Passage:
- - -

# You could get to the fishing hole fast in this:



## Polaris425 (Dec 16, 2004)

*And Marty, We know this is your boat, it says so right here! :rockn:










170+mph ~44' MTI boat, twin 1325 hp Merc's, $2,000,000.00 each *


----------



## tylerolso (Jul 15, 2009)

***!!!!!!!!!!!!!!!!!!! thats a nice boat


----------



## KMKjr (Jan 9, 2009)

No rod holders? WTF?


----------



## rrsi_duke (Mar 1, 2010)

KMKjr said:


> No rod holders? WTF?


speaking of rod holders, i've been meaning to let ya'll know about a little run in with the local law i had a few weeks back. I was headed duck hunting early one morning and had the brute on the trailer and got pulled over for not having lights on the trailer and while talking to the officer he asked if those pipes i had up there was for when i go fishing to hold my poles, I just laughed and told him what they were for.


----------



## oldmanbrute (Apr 15, 2009)

- - -

Exercise task a:
Answer these about the boat thread, one per line:
(i) What top speed is listed for the MTI boat?
(ii) How much horsepower is each of its two Merc engines rated at?
(iii) What was rrsi_duke pulled over for?

- - -

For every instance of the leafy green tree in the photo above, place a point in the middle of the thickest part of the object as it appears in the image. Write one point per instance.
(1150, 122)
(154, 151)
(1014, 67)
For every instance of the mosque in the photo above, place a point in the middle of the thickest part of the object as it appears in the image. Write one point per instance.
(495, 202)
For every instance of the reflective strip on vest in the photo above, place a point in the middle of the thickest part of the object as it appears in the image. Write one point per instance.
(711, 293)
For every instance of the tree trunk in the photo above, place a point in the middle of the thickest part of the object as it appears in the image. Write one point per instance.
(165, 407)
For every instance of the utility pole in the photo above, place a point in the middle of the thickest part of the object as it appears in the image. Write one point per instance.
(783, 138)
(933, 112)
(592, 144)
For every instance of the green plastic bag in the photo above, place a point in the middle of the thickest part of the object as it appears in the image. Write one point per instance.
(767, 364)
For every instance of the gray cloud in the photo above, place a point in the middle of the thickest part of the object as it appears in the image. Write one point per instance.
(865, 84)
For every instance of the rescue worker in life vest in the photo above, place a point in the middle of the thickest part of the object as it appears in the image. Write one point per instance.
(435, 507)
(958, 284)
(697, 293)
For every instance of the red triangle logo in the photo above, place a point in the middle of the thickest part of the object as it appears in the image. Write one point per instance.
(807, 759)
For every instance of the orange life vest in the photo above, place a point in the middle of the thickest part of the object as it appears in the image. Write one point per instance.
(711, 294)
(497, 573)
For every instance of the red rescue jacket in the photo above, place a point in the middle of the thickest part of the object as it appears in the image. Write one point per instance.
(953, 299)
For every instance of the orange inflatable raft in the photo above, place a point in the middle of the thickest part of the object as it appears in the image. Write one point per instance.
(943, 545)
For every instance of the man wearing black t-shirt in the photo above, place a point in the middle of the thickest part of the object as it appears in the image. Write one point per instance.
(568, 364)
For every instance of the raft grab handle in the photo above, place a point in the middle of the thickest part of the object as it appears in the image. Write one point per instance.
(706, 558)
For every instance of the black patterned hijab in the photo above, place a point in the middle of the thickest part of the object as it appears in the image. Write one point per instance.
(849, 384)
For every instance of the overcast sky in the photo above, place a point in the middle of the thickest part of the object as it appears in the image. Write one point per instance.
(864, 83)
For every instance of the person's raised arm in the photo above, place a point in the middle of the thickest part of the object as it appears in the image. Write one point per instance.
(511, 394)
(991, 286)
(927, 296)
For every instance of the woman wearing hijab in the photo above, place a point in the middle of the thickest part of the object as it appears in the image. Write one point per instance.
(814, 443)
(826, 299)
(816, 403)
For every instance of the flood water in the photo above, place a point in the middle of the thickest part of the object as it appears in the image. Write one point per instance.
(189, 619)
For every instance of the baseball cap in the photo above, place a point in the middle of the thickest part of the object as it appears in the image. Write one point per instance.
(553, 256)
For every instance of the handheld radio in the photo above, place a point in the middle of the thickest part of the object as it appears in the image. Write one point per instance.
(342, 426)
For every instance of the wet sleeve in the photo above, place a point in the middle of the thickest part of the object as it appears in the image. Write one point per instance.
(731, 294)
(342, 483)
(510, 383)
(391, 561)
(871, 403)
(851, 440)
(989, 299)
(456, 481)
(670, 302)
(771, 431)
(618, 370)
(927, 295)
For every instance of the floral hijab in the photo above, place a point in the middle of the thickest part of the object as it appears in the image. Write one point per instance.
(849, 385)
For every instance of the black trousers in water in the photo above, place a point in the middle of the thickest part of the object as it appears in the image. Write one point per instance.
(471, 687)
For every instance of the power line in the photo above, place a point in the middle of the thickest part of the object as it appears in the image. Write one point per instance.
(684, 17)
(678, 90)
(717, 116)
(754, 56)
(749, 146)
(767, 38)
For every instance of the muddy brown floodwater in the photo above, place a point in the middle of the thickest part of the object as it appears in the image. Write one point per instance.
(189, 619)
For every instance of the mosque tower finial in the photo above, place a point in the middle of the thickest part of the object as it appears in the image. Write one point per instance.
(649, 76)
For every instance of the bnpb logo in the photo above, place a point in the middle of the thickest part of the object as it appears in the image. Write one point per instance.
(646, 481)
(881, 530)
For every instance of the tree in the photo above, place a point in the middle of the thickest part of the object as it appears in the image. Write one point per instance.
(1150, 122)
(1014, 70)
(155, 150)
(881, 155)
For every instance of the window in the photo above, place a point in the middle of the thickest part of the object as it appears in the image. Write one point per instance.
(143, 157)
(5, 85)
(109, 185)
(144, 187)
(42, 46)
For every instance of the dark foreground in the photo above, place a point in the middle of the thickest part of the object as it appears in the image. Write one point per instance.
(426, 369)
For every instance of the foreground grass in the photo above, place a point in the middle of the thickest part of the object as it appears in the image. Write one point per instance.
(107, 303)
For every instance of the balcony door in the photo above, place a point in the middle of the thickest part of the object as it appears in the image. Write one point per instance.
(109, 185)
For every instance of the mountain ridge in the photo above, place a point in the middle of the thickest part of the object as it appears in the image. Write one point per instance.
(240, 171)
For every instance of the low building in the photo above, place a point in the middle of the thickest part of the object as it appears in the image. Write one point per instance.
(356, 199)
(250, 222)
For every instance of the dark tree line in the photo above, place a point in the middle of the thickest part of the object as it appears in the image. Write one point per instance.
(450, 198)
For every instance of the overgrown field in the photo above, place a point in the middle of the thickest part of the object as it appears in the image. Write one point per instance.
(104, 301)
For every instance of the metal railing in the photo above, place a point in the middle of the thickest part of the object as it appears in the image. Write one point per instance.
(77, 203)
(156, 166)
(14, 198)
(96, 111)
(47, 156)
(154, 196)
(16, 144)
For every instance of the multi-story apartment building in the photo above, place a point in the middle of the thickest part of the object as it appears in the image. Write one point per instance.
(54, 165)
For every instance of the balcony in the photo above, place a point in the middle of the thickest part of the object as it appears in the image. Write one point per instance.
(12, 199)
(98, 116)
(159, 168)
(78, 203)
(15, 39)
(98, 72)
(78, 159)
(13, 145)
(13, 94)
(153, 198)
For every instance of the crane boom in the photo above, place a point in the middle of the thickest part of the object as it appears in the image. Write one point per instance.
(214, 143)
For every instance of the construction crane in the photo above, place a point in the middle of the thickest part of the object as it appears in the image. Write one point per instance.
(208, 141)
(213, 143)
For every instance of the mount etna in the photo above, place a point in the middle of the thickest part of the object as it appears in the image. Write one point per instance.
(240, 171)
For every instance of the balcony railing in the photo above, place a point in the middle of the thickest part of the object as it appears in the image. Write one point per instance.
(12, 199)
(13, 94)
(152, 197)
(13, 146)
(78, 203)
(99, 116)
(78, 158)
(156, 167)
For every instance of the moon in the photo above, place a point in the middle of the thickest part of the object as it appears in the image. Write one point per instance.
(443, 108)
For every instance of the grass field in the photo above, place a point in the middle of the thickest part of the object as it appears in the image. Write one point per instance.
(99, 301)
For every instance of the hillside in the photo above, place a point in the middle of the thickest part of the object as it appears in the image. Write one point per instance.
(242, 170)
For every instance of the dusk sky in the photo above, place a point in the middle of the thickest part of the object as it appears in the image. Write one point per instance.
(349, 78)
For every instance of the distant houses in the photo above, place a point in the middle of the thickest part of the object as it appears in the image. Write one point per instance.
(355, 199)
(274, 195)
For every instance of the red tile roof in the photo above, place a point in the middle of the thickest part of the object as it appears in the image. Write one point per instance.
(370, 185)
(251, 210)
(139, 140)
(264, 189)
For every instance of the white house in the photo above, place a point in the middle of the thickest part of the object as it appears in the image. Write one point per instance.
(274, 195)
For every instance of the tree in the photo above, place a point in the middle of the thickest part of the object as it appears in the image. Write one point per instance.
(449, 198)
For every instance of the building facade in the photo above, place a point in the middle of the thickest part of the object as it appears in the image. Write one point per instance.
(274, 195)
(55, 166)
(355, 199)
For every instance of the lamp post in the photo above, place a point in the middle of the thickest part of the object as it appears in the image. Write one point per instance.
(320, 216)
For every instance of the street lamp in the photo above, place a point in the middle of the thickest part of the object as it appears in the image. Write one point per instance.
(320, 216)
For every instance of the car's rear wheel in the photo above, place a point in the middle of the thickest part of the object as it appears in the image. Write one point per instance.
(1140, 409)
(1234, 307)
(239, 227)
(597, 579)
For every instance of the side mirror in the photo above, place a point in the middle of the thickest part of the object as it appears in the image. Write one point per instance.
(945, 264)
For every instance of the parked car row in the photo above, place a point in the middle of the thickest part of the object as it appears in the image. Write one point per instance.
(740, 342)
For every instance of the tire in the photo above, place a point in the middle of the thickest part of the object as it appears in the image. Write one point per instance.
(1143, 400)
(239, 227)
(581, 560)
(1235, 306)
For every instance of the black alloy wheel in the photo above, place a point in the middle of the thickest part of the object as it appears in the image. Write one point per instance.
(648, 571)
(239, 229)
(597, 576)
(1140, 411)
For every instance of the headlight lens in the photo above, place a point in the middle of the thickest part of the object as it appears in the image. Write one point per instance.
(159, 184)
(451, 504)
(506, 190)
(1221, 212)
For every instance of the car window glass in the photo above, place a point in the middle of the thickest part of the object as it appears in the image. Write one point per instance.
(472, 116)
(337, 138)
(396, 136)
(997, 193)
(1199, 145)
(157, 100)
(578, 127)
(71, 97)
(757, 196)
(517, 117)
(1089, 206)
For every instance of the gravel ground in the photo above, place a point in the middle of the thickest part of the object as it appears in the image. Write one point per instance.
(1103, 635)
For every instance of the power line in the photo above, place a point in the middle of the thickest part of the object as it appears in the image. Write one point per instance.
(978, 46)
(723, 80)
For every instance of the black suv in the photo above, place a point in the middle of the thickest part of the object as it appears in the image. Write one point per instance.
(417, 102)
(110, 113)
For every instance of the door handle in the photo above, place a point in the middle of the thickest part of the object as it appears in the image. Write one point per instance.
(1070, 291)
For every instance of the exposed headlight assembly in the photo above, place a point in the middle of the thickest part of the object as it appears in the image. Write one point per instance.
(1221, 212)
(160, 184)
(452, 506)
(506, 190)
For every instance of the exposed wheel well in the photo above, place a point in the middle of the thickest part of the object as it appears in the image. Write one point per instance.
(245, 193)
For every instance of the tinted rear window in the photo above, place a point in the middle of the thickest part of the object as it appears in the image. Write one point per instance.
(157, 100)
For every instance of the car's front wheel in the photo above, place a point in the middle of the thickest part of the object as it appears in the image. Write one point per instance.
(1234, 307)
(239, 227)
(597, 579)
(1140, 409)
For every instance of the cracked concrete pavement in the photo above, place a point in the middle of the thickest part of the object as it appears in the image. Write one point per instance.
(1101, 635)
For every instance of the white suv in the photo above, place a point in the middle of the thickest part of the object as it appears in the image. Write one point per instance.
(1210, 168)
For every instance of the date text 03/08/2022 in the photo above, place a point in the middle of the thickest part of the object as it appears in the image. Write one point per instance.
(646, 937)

- - -

Exercise task b:
Please show each line of the records that contains the word "door".

Reply a:
(i) 170+ mph
(ii) 1325 hp
(iii) Not having lights on the trailer

Reply b:
For every instance of the balcony door in the photo above, place a point in the middle of the thickest part of the object as it appears in the image. Write one point per instance.
For every instance of the door handle in the photo above, place a point in the middle of the thickest part of the object as it appears in the image. Write one point per instance.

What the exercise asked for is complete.